#### Exercise data

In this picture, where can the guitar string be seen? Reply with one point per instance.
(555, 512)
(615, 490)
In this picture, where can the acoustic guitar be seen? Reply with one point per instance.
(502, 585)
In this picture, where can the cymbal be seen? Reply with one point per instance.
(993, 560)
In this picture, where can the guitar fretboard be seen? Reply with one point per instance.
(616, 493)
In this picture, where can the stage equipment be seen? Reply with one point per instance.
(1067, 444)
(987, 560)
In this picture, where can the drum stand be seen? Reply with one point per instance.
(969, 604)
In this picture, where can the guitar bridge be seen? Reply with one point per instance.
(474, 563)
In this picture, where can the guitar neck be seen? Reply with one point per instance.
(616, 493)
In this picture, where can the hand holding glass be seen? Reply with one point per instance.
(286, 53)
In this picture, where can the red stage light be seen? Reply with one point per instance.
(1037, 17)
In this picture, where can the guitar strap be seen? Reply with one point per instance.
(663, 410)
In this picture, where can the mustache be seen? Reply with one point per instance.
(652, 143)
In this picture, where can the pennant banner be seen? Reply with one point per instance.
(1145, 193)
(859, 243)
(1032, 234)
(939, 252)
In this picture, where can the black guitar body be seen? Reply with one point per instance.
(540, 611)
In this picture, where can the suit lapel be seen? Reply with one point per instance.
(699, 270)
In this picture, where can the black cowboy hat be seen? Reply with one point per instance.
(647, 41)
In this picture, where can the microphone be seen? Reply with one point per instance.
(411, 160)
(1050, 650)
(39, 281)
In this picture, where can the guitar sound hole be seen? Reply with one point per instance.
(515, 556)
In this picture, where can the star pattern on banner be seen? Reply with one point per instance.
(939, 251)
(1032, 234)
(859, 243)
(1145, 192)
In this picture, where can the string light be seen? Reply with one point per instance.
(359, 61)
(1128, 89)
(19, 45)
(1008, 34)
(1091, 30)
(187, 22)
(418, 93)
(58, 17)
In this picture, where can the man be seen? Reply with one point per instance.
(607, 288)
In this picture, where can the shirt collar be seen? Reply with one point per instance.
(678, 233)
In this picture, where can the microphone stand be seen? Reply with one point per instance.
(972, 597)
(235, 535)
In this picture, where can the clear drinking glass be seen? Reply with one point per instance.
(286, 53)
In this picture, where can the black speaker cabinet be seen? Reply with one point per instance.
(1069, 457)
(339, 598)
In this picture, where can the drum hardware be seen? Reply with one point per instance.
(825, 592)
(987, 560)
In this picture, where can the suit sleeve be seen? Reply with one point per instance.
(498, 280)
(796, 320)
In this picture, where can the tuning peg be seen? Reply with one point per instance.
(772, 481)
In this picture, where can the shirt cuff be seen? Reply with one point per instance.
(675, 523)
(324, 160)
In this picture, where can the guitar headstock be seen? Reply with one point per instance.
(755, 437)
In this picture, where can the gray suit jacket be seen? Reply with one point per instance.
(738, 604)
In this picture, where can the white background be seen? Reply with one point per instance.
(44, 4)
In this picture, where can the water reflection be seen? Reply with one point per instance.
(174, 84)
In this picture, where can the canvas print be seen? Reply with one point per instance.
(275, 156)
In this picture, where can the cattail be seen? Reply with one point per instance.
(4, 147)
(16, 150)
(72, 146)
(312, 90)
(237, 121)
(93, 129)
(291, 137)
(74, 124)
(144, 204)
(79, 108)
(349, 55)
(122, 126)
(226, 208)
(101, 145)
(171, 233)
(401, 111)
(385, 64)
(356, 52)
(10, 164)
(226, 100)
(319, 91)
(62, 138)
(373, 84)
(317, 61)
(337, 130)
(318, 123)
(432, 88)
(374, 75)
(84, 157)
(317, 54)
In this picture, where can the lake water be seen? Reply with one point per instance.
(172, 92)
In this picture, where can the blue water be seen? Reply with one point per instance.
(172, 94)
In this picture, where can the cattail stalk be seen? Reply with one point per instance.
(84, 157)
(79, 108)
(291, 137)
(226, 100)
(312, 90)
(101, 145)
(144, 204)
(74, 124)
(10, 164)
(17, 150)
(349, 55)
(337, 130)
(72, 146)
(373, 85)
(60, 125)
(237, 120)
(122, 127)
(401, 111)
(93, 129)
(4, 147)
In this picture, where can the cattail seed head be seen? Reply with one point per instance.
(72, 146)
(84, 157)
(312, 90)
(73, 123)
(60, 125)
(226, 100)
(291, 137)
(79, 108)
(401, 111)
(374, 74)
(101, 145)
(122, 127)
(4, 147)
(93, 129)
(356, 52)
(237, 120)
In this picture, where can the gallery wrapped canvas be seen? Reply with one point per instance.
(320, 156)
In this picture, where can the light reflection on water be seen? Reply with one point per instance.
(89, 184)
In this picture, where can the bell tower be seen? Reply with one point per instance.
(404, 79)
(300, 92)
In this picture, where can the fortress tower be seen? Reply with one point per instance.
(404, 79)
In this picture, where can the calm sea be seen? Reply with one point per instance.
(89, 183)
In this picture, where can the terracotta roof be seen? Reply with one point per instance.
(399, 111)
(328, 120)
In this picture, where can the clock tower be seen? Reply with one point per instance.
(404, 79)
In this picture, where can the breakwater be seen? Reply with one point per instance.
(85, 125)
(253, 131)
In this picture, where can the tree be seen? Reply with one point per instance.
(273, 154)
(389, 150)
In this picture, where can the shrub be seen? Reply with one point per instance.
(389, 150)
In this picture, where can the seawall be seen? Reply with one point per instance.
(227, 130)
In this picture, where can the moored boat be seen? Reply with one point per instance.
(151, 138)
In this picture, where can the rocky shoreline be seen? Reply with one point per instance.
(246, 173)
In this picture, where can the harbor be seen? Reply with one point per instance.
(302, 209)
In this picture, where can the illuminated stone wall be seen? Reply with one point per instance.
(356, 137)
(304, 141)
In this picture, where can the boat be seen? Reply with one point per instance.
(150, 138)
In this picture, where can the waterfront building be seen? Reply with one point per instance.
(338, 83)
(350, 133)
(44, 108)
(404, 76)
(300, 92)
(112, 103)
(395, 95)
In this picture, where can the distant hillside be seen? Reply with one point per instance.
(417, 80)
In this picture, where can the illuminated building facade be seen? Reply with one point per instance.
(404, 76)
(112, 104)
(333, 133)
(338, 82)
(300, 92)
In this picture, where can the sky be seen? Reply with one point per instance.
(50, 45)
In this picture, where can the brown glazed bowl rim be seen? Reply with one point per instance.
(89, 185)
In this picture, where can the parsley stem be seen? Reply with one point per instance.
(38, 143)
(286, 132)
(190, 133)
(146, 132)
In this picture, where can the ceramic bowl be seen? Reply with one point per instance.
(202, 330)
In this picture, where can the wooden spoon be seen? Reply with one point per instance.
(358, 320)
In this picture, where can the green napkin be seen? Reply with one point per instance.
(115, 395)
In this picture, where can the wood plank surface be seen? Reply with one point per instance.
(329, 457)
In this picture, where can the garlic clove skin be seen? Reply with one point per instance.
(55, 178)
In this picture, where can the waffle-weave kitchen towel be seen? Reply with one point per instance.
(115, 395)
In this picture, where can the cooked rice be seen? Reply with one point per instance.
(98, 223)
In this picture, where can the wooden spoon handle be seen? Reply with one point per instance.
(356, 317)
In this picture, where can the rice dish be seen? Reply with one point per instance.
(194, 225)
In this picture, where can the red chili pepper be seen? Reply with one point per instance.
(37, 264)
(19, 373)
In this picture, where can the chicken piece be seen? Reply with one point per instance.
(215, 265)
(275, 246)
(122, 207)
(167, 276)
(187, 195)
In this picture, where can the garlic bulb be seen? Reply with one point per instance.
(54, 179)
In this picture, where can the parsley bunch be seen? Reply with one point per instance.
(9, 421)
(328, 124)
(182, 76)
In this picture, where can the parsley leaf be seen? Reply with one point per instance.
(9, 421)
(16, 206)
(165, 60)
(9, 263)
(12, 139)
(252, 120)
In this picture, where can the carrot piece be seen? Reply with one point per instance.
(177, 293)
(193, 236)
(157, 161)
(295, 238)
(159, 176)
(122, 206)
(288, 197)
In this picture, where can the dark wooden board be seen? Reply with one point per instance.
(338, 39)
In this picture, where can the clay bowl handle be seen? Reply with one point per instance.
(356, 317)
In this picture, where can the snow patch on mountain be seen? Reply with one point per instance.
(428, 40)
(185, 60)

########

### What is expected
Extract every line from the one with "In this picture, where can the parsley stem" down to the final line above, both included, exactly as written.

### Answer below
In this picture, where can the parsley stem be seen? Reply with one point per instance.
(38, 143)
(286, 132)
(190, 133)
(146, 132)
In this picture, where can the ceramic bowl be seen? Reply with one point per instance.
(202, 330)
In this picture, where can the wooden spoon be seen? Reply with one point per instance.
(358, 320)
In this picture, where can the green napkin be seen? Reply with one point per instance.
(115, 395)
In this picture, where can the wood plank surface be seen? Reply with one point per instance.
(329, 457)
In this picture, where can the garlic clove skin be seen? Reply with one point per instance.
(55, 178)
In this picture, where can the waffle-weave kitchen towel be seen? Reply with one point per instance.
(115, 395)
In this picture, where can the cooked rice be seen? Reply with one point per instance.
(98, 223)
In this picture, where can the wooden spoon handle be seen? Reply with one point per instance.
(356, 317)
In this picture, where can the rice dish be seen? Reply with one point per instance.
(194, 225)
In this picture, where can the red chili pepper be seen? Reply with one point per instance.
(37, 264)
(19, 373)
In this picture, where can the chicken piece be seen? Reply with one point per instance.
(215, 265)
(275, 246)
(122, 207)
(167, 276)
(187, 195)
In this picture, where can the garlic bulb be seen? Reply with one point per instance.
(54, 179)
In this picture, where can the parsley bunch be seen? Reply with one point per instance.
(9, 421)
(328, 124)
(182, 76)
In this picture, where can the parsley leaf be seen? Reply with one point per instance.
(9, 421)
(16, 206)
(165, 60)
(9, 263)
(12, 139)
(252, 120)
In this picture, where can the carrot piece be seen? Reply with one point per instance.
(177, 293)
(193, 236)
(157, 161)
(295, 238)
(159, 176)
(122, 206)
(288, 197)
In this picture, where can the dark wooden board be seen? Reply with one point per instance.
(338, 39)
In this picture, where can the clay bowl handle be seen? Reply with one point per instance.
(356, 317)
In this picture, where can the snow patch on mountain be seen? Reply with one point per instance.
(428, 40)
(185, 60)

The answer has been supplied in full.